• _What you need to do_: Return, unchanged, everything from the line containing "of the church" down to the line containing "M 408 397 L", with both of those lines included. Leave out any picture.

[Segmentation annotation items]
━━━━━━━━

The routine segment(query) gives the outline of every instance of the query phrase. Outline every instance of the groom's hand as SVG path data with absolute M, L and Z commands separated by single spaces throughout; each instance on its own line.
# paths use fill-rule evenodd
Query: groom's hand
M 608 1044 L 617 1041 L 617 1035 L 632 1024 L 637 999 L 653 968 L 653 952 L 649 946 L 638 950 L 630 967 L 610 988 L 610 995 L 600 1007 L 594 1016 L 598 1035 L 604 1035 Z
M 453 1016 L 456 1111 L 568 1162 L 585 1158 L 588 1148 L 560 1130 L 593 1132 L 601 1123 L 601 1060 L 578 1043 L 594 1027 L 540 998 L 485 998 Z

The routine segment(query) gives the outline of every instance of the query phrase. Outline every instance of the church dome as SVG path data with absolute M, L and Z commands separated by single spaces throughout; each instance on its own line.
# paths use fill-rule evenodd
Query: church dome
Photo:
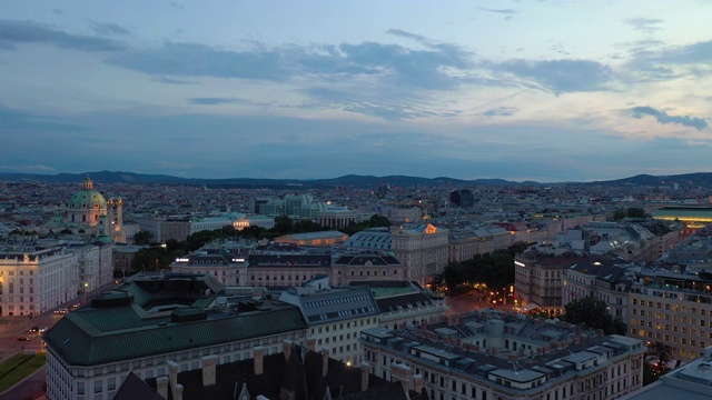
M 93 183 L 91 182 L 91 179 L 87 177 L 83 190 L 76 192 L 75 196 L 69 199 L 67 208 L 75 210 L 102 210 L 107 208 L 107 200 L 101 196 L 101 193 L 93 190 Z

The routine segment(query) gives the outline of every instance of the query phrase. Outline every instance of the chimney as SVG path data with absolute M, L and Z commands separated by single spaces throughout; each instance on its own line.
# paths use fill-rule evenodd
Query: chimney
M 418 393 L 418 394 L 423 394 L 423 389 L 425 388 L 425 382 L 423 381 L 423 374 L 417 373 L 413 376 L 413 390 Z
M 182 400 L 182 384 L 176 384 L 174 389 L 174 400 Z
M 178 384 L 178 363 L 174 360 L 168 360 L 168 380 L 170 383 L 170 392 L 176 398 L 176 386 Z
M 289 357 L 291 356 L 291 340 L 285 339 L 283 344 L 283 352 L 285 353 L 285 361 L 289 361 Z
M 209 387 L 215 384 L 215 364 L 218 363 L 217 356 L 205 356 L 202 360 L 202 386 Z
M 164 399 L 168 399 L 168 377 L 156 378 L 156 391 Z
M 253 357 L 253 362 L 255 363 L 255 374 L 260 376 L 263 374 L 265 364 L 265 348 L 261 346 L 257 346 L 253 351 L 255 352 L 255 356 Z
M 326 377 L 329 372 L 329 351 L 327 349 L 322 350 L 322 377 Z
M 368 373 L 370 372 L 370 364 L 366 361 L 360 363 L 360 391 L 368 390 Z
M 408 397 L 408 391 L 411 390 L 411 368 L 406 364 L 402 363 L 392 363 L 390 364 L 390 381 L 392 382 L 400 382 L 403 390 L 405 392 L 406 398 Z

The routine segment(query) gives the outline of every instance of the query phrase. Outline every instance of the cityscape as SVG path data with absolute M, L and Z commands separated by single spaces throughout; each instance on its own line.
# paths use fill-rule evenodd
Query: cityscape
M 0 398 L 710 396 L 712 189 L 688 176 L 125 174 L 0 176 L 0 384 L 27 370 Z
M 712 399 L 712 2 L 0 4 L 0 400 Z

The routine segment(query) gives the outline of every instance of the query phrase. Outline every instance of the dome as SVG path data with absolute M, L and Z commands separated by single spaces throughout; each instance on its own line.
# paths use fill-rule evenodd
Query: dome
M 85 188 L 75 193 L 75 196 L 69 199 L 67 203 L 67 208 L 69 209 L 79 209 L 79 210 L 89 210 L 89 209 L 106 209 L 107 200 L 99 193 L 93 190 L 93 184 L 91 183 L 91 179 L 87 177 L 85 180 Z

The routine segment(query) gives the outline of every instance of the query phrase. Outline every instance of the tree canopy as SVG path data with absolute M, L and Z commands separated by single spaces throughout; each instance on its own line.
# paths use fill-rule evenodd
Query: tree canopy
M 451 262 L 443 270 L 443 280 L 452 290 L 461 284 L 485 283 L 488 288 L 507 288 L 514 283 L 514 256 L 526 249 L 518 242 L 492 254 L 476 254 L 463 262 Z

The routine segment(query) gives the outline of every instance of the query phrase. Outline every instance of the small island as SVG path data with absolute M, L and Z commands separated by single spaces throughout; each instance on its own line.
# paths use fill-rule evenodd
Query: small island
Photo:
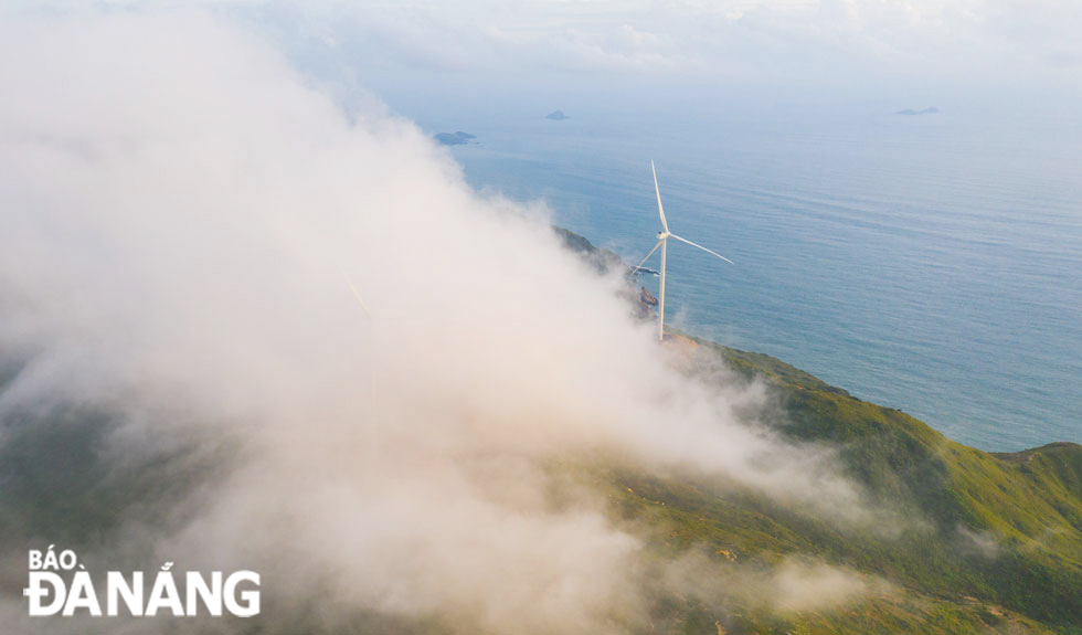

━━━━━━━━

• _Result of this task_:
The routine segment(query) gives the outline of every instance of the query phrase. Outline every instance of the church dome as SVG path data with absolute M, L and Z commands separated by single spaces throughout; each instance on its own line.
# paths use fill-rule evenodd
Query: church dome
Photo:
M 93 183 L 91 182 L 91 179 L 87 177 L 83 190 L 76 192 L 75 196 L 69 199 L 67 208 L 75 210 L 102 210 L 107 208 L 107 200 L 101 196 L 101 193 L 93 190 Z

The routine segment(query) gives the outline of every instance of the query phrase. Outline every instance of the chimney as SVG path data with absolute M, L and Z commands separated by single spaces throughout; each instance on its own line.
# paths use fill-rule evenodd
Query: chimney
M 418 393 L 418 394 L 423 394 L 423 389 L 425 388 L 425 382 L 423 381 L 423 374 L 417 373 L 413 376 L 413 390 Z
M 182 400 L 182 384 L 176 384 L 174 389 L 174 400 Z
M 178 384 L 178 363 L 174 360 L 168 360 L 168 380 L 170 383 L 170 392 L 176 398 L 176 386 Z
M 289 357 L 291 356 L 291 340 L 285 339 L 283 344 L 283 352 L 285 353 L 285 361 L 289 361 Z
M 209 387 L 215 384 L 215 364 L 218 363 L 217 356 L 205 356 L 202 360 L 202 386 Z
M 164 399 L 168 399 L 168 377 L 156 378 L 156 391 Z
M 253 357 L 253 362 L 255 363 L 255 374 L 260 376 L 263 374 L 265 364 L 265 348 L 261 346 L 257 346 L 253 351 L 255 352 L 255 356 Z
M 326 377 L 329 372 L 329 351 L 327 349 L 322 350 L 322 377 Z
M 368 373 L 370 372 L 370 364 L 366 361 L 360 363 L 360 391 L 368 390 Z
M 408 397 L 408 391 L 411 390 L 411 368 L 406 364 L 402 363 L 392 363 L 390 364 L 390 381 L 392 382 L 400 382 L 403 390 L 405 392 L 406 398 Z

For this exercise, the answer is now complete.